* **WHAT YOU SHOULD DO**:
State how many lines of the listing contain the word "blue", and give only that number.

* **INPUT DATA**:
+ + + + + + +
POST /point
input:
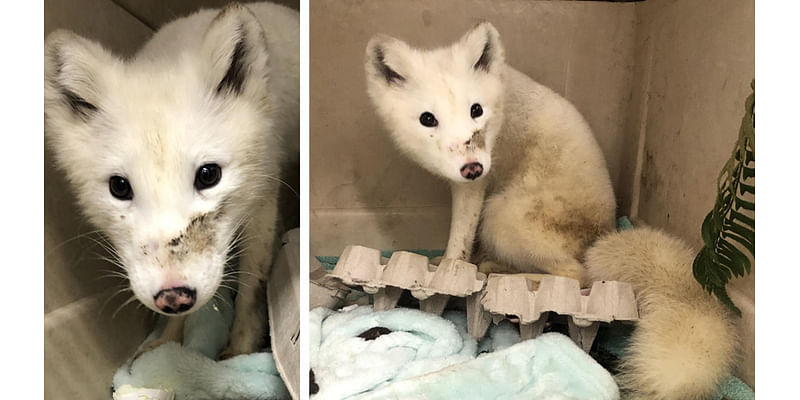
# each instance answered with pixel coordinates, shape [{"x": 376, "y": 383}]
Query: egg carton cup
[{"x": 432, "y": 285}]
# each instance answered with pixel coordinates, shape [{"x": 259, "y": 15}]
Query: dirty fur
[
  {"x": 684, "y": 343},
  {"x": 545, "y": 193},
  {"x": 216, "y": 87}
]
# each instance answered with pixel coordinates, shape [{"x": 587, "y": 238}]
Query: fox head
[
  {"x": 165, "y": 156},
  {"x": 443, "y": 107}
]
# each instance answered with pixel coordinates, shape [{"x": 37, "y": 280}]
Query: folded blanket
[{"x": 403, "y": 353}]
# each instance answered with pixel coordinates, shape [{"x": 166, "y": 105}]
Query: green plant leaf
[{"x": 732, "y": 218}]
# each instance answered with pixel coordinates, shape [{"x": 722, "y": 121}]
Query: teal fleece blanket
[{"x": 403, "y": 353}]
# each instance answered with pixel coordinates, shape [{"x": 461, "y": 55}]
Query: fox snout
[
  {"x": 175, "y": 300},
  {"x": 472, "y": 170}
]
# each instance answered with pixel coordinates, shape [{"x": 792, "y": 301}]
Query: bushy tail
[{"x": 684, "y": 343}]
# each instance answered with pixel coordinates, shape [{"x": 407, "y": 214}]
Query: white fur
[
  {"x": 159, "y": 117},
  {"x": 684, "y": 343},
  {"x": 545, "y": 193}
]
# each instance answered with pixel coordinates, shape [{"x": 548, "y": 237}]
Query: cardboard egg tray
[{"x": 531, "y": 298}]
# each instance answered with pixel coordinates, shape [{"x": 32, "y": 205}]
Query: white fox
[
  {"x": 177, "y": 153},
  {"x": 519, "y": 158}
]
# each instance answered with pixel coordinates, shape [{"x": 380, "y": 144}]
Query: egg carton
[
  {"x": 532, "y": 302},
  {"x": 530, "y": 298},
  {"x": 432, "y": 285}
]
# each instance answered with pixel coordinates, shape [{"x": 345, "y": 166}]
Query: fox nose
[
  {"x": 472, "y": 171},
  {"x": 175, "y": 300}
]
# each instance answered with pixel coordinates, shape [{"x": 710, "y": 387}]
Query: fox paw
[{"x": 151, "y": 345}]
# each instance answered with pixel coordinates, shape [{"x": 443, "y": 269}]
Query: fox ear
[
  {"x": 236, "y": 52},
  {"x": 73, "y": 68},
  {"x": 483, "y": 47},
  {"x": 385, "y": 60}
]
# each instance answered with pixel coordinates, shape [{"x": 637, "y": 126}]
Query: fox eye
[
  {"x": 476, "y": 110},
  {"x": 427, "y": 119},
  {"x": 120, "y": 188},
  {"x": 207, "y": 176}
]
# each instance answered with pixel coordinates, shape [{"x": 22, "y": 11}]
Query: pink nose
[
  {"x": 472, "y": 171},
  {"x": 175, "y": 300}
]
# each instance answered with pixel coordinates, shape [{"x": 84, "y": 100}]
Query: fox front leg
[
  {"x": 173, "y": 332},
  {"x": 249, "y": 324},
  {"x": 467, "y": 201}
]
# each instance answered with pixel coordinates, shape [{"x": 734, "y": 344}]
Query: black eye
[
  {"x": 207, "y": 176},
  {"x": 427, "y": 119},
  {"x": 476, "y": 110},
  {"x": 120, "y": 188}
]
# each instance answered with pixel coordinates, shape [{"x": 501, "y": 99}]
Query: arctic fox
[
  {"x": 519, "y": 158},
  {"x": 683, "y": 345},
  {"x": 177, "y": 153}
]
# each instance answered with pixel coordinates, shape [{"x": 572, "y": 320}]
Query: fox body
[
  {"x": 526, "y": 174},
  {"x": 176, "y": 154}
]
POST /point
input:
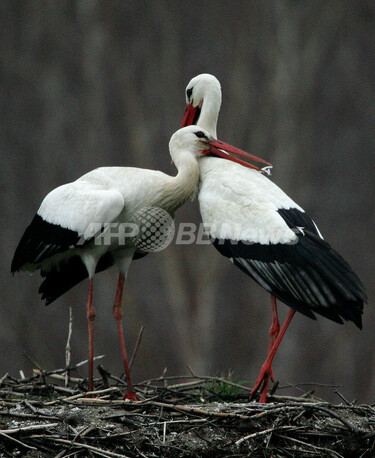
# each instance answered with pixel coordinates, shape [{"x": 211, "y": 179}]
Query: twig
[
  {"x": 197, "y": 411},
  {"x": 28, "y": 428},
  {"x": 3, "y": 378},
  {"x": 306, "y": 444},
  {"x": 137, "y": 344},
  {"x": 263, "y": 433},
  {"x": 91, "y": 448},
  {"x": 342, "y": 397},
  {"x": 68, "y": 348}
]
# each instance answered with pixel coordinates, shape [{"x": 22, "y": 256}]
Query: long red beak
[
  {"x": 191, "y": 115},
  {"x": 224, "y": 150}
]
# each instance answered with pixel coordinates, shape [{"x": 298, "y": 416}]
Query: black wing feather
[{"x": 42, "y": 240}]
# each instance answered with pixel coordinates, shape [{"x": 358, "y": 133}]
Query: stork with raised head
[
  {"x": 61, "y": 242},
  {"x": 268, "y": 236}
]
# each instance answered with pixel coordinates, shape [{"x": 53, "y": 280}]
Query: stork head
[
  {"x": 199, "y": 142},
  {"x": 203, "y": 101}
]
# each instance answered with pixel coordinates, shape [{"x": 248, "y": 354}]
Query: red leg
[
  {"x": 117, "y": 312},
  {"x": 266, "y": 369},
  {"x": 90, "y": 312}
]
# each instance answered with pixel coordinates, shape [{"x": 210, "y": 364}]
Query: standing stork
[
  {"x": 268, "y": 236},
  {"x": 59, "y": 241}
]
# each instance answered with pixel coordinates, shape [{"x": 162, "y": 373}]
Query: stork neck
[{"x": 184, "y": 185}]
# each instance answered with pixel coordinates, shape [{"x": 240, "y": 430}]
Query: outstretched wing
[{"x": 308, "y": 275}]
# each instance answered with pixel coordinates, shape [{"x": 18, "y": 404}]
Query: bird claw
[{"x": 266, "y": 373}]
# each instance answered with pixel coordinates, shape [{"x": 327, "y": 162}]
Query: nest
[{"x": 177, "y": 417}]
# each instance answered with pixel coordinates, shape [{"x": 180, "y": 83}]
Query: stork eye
[{"x": 200, "y": 134}]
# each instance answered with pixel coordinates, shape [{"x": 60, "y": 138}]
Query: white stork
[
  {"x": 59, "y": 241},
  {"x": 268, "y": 236}
]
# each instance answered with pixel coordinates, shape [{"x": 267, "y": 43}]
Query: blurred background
[{"x": 89, "y": 83}]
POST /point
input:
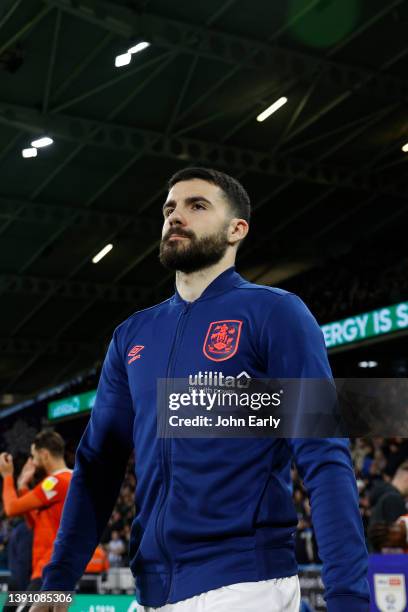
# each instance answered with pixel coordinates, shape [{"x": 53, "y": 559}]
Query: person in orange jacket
[{"x": 42, "y": 506}]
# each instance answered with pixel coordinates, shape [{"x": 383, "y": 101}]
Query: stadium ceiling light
[
  {"x": 102, "y": 253},
  {"x": 123, "y": 60},
  {"x": 139, "y": 47},
  {"x": 367, "y": 364},
  {"x": 31, "y": 152},
  {"x": 271, "y": 109},
  {"x": 45, "y": 141}
]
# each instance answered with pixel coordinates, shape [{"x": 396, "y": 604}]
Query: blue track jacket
[{"x": 210, "y": 512}]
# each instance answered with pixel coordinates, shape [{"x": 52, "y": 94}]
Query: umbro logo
[{"x": 134, "y": 353}]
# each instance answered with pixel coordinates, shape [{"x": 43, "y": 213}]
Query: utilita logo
[
  {"x": 218, "y": 379},
  {"x": 134, "y": 353}
]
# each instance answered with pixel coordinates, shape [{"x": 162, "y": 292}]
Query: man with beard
[
  {"x": 215, "y": 523},
  {"x": 41, "y": 506}
]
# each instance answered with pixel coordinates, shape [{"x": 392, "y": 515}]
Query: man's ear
[{"x": 238, "y": 229}]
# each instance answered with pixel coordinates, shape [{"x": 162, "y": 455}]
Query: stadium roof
[{"x": 324, "y": 172}]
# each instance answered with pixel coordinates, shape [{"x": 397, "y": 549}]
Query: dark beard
[{"x": 195, "y": 255}]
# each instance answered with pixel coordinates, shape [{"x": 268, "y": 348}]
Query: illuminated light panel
[
  {"x": 271, "y": 109},
  {"x": 102, "y": 253},
  {"x": 31, "y": 152},
  {"x": 45, "y": 141},
  {"x": 139, "y": 47},
  {"x": 123, "y": 60}
]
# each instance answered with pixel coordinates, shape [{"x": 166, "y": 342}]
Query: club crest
[{"x": 222, "y": 340}]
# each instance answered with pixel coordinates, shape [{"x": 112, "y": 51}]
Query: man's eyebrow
[{"x": 189, "y": 200}]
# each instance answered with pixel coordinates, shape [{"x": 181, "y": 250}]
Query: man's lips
[{"x": 176, "y": 237}]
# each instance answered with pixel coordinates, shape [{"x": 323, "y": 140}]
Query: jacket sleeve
[
  {"x": 100, "y": 465},
  {"x": 14, "y": 505},
  {"x": 296, "y": 349}
]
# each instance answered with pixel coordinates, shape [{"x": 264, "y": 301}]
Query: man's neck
[
  {"x": 191, "y": 286},
  {"x": 56, "y": 466}
]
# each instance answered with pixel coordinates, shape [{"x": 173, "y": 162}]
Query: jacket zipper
[{"x": 166, "y": 456}]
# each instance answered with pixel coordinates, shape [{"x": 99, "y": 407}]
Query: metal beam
[
  {"x": 116, "y": 136},
  {"x": 28, "y": 346},
  {"x": 12, "y": 209},
  {"x": 51, "y": 64},
  {"x": 33, "y": 285},
  {"x": 177, "y": 35}
]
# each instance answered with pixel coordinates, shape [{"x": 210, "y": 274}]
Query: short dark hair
[
  {"x": 50, "y": 440},
  {"x": 403, "y": 467},
  {"x": 234, "y": 192}
]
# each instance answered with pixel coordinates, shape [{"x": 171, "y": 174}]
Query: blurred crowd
[
  {"x": 342, "y": 288},
  {"x": 375, "y": 462}
]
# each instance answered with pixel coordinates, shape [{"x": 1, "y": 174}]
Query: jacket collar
[{"x": 222, "y": 283}]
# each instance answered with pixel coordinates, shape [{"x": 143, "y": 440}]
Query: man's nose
[{"x": 176, "y": 218}]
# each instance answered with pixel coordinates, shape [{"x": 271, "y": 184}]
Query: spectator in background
[
  {"x": 388, "y": 500},
  {"x": 42, "y": 506},
  {"x": 20, "y": 556},
  {"x": 116, "y": 549},
  {"x": 3, "y": 555}
]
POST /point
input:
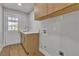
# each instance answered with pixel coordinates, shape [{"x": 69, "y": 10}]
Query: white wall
[
  {"x": 34, "y": 25},
  {"x": 62, "y": 34},
  {"x": 14, "y": 37},
  {"x": 1, "y": 25}
]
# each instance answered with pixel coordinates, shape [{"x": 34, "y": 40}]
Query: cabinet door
[
  {"x": 40, "y": 9},
  {"x": 53, "y": 7}
]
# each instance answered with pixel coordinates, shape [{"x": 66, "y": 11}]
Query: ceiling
[{"x": 26, "y": 7}]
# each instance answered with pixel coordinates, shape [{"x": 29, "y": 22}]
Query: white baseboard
[{"x": 44, "y": 52}]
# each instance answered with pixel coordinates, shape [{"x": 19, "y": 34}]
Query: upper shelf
[{"x": 47, "y": 10}]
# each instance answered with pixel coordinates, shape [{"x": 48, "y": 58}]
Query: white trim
[{"x": 44, "y": 52}]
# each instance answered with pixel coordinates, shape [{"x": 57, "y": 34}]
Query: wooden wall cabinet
[{"x": 46, "y": 10}]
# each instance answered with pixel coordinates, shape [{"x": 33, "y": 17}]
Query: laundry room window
[{"x": 12, "y": 24}]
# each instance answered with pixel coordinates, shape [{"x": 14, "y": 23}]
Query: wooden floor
[{"x": 16, "y": 50}]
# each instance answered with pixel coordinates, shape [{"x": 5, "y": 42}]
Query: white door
[{"x": 11, "y": 28}]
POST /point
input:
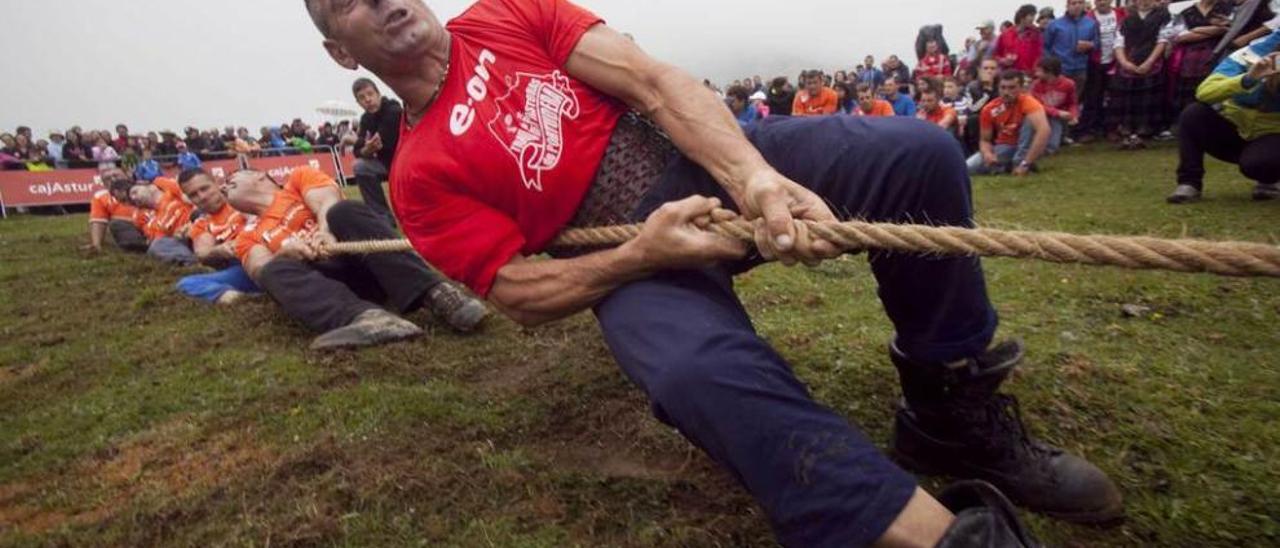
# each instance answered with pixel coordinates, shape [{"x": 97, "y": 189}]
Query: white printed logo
[{"x": 535, "y": 137}]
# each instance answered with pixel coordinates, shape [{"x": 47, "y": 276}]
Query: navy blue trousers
[{"x": 686, "y": 341}]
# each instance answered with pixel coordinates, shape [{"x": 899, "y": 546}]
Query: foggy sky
[{"x": 165, "y": 64}]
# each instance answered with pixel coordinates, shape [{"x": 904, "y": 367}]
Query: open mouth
[{"x": 397, "y": 17}]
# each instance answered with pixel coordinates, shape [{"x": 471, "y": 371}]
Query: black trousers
[
  {"x": 1203, "y": 131},
  {"x": 330, "y": 293},
  {"x": 127, "y": 236}
]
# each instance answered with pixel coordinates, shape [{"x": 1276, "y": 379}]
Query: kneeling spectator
[
  {"x": 213, "y": 238},
  {"x": 1056, "y": 92},
  {"x": 284, "y": 254},
  {"x": 932, "y": 109},
  {"x": 1247, "y": 128},
  {"x": 170, "y": 220},
  {"x": 1014, "y": 129},
  {"x": 869, "y": 105},
  {"x": 110, "y": 211}
]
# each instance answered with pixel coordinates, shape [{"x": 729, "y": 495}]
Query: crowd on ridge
[{"x": 1125, "y": 73}]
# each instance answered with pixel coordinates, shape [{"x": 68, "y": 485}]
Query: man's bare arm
[
  {"x": 1040, "y": 122},
  {"x": 536, "y": 292}
]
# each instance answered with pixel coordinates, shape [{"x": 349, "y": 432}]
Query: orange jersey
[
  {"x": 1005, "y": 122},
  {"x": 288, "y": 215},
  {"x": 105, "y": 208},
  {"x": 223, "y": 225},
  {"x": 826, "y": 103},
  {"x": 881, "y": 108},
  {"x": 173, "y": 210},
  {"x": 938, "y": 115}
]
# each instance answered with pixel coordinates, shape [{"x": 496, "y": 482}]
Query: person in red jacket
[
  {"x": 1101, "y": 65},
  {"x": 1020, "y": 46}
]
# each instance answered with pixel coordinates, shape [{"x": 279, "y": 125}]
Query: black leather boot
[
  {"x": 952, "y": 423},
  {"x": 984, "y": 519}
]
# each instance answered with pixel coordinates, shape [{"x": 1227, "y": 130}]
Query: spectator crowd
[
  {"x": 1120, "y": 71},
  {"x": 145, "y": 154}
]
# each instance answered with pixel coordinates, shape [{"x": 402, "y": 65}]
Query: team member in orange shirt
[
  {"x": 1014, "y": 129},
  {"x": 871, "y": 105},
  {"x": 816, "y": 99},
  {"x": 213, "y": 238},
  {"x": 170, "y": 222},
  {"x": 110, "y": 211},
  {"x": 286, "y": 255},
  {"x": 933, "y": 110}
]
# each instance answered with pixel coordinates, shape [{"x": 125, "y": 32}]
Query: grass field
[{"x": 133, "y": 416}]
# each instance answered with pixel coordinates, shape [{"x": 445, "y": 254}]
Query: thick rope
[{"x": 1233, "y": 259}]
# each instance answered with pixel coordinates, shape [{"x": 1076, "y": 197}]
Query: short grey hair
[{"x": 318, "y": 16}]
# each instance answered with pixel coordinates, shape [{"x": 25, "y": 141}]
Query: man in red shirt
[
  {"x": 1057, "y": 94},
  {"x": 284, "y": 254},
  {"x": 517, "y": 126},
  {"x": 1022, "y": 45},
  {"x": 110, "y": 211},
  {"x": 1014, "y": 129}
]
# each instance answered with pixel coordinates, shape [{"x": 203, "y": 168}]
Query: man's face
[
  {"x": 205, "y": 193},
  {"x": 1010, "y": 90},
  {"x": 865, "y": 100},
  {"x": 929, "y": 101},
  {"x": 1074, "y": 8},
  {"x": 379, "y": 35},
  {"x": 814, "y": 85}
]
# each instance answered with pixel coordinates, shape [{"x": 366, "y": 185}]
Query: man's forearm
[{"x": 536, "y": 292}]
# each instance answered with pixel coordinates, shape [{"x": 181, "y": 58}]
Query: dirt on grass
[{"x": 164, "y": 462}]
+ + + + + + +
* **SOLVED EXERCISE**:
2